Exercise aim: Reproduce verbatim the lines of the material below, starting at the line with "Target: sunlit rock texture" and ending at the line with "Each instance of the woman", both inclusive; skip the rest.

Records provided:
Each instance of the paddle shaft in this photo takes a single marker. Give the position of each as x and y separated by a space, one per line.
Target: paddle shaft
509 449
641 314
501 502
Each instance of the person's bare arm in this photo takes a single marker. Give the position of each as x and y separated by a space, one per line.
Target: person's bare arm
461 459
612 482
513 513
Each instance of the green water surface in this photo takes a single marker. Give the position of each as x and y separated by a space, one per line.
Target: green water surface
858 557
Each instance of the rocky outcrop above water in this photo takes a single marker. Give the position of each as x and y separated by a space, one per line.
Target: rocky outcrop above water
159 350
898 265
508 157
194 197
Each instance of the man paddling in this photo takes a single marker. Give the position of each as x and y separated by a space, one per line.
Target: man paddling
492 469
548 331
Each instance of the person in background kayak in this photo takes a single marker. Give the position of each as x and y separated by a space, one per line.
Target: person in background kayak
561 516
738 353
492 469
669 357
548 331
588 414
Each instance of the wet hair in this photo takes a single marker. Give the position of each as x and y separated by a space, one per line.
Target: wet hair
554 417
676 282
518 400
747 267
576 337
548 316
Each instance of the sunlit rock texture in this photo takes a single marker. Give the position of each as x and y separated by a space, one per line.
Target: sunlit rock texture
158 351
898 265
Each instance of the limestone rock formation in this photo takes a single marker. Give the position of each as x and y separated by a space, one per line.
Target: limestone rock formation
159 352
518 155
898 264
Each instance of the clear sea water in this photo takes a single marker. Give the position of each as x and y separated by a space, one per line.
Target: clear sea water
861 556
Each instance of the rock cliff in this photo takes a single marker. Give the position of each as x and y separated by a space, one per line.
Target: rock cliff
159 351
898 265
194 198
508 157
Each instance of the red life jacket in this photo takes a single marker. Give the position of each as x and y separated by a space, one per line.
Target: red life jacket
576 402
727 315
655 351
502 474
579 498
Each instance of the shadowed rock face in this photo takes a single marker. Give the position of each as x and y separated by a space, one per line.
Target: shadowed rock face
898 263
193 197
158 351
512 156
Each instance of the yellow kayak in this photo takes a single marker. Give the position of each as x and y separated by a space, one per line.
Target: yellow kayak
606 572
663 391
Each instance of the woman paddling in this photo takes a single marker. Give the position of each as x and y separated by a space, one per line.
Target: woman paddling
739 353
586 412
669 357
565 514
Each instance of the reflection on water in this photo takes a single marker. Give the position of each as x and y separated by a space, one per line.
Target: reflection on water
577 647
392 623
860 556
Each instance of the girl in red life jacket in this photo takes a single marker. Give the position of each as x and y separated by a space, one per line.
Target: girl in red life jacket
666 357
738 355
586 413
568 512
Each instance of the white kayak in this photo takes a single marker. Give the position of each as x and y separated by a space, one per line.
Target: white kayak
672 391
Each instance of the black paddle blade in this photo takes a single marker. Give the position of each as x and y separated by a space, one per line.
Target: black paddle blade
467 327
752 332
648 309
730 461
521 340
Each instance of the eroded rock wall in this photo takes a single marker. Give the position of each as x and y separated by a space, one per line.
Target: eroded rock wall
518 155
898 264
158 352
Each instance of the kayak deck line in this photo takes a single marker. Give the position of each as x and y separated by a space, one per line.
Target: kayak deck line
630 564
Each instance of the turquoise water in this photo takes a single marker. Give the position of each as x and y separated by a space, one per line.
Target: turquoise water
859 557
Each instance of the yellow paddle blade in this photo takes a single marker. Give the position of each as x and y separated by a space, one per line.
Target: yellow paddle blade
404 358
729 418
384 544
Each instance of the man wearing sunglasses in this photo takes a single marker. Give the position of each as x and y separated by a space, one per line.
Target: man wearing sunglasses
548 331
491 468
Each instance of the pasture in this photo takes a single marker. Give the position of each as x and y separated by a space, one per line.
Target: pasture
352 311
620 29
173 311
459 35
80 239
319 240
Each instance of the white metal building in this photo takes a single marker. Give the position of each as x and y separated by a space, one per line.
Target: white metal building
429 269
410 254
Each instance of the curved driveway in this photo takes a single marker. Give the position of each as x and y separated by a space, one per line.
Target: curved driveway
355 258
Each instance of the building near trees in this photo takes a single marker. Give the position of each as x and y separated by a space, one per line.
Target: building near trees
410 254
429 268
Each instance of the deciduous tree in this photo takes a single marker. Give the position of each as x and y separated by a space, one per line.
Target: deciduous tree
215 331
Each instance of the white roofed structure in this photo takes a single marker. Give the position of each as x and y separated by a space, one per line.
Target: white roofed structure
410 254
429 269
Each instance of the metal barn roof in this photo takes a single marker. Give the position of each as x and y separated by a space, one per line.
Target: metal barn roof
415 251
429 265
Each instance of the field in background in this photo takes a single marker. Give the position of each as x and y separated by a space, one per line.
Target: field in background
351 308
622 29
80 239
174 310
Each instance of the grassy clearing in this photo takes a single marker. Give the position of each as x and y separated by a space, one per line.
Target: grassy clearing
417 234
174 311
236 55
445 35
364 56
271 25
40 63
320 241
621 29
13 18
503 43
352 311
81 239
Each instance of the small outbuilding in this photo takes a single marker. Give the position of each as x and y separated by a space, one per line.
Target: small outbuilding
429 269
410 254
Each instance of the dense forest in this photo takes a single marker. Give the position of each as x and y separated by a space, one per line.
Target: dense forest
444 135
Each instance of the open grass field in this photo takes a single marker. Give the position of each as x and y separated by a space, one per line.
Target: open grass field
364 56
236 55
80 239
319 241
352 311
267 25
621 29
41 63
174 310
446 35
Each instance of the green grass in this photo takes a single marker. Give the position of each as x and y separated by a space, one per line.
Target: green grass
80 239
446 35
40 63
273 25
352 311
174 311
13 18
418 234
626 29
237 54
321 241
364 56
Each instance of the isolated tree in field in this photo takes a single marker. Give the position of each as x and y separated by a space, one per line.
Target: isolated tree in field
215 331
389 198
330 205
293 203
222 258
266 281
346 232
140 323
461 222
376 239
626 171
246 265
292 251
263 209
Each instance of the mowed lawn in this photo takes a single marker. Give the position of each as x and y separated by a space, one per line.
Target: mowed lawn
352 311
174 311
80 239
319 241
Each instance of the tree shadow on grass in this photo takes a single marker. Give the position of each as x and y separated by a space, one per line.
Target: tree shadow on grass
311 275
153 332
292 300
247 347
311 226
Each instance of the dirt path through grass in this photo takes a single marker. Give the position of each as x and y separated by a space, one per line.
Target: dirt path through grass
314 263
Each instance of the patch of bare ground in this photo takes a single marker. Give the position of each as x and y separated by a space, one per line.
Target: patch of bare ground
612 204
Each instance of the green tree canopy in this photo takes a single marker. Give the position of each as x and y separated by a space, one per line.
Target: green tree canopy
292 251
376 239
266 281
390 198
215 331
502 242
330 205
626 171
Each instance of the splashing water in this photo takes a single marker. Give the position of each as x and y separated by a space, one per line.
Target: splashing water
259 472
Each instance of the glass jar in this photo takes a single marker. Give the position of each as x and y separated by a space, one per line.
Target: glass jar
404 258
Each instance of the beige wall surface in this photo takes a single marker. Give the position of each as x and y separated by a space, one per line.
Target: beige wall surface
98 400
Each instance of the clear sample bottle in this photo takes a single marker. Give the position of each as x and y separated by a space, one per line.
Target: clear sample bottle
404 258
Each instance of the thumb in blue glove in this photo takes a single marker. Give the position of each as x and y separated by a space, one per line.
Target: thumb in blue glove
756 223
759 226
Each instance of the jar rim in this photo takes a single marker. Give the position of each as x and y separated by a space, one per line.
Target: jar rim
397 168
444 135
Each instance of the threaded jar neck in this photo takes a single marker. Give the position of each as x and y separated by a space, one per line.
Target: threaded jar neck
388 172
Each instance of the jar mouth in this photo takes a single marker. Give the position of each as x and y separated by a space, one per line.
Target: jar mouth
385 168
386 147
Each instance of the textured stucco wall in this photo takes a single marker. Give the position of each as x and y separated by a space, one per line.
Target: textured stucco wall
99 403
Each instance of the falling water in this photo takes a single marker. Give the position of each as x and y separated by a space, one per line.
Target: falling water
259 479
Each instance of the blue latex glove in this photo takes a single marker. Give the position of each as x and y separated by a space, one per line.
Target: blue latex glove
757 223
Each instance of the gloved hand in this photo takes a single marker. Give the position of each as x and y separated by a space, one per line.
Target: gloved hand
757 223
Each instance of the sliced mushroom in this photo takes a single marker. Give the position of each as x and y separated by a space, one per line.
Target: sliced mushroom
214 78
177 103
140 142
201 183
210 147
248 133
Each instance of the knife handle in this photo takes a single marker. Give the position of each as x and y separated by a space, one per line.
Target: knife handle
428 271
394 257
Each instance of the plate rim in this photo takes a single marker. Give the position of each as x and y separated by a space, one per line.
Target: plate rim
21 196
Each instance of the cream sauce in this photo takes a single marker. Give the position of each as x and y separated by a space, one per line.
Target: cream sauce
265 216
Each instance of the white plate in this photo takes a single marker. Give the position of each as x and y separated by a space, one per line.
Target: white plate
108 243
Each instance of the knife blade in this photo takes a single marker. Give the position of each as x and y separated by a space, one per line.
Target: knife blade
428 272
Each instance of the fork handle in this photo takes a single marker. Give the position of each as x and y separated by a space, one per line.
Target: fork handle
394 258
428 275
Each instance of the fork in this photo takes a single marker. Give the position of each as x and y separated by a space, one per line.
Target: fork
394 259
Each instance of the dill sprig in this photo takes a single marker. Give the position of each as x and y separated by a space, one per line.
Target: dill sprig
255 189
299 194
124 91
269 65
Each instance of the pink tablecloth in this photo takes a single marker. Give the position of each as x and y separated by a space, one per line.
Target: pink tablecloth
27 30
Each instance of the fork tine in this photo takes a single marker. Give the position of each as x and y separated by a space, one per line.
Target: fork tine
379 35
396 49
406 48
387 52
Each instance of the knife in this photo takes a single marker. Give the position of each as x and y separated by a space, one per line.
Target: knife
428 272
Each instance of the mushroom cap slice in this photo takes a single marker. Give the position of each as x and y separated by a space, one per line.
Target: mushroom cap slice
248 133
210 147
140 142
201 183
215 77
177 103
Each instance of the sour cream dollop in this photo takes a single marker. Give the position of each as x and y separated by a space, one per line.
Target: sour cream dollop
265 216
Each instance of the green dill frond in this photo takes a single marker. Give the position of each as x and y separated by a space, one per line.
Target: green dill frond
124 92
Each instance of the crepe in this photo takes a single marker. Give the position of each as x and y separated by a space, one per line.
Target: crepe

Exercise solution:
Target: sunlit rock texture
158 351
898 265
Each instance of the limestone rock formation in this photo takes a single marker. Give the position of each as x and y separated by a space, one per line.
Target: limestone rock formation
159 352
518 155
898 264
Each instance of the clear sea water in this photo takes a single marker. Give the position of each as x and y separated by a space, one per line.
Target: clear sea water
861 556
Each instance of the rock cliff in this photo takes a single marker. Give the position of each as x and y separated by a space, one per line.
Target: rock cliff
159 351
898 265
194 198
508 157
Each instance of the red life jacket in this photo takes a single marker. Give the position of each as x and y separated by a space, one per line.
Target: red life jacket
576 402
727 315
655 351
502 474
579 498
Each instance of the shadowed rock face in this photo takes a single marker. Give the position of each as x and y separated by a space, one per line.
Target: shadowed rock face
898 263
193 197
158 351
512 156
Each instance of the yellow kayak in this photo takes a single marker. Give the position of each as x and y separated by a space, one per line.
Target: yellow kayak
606 572
663 391
Each instance of the woman paddling in this photo takes a single marker. Give the position of each as x and y separated by a space, one per line.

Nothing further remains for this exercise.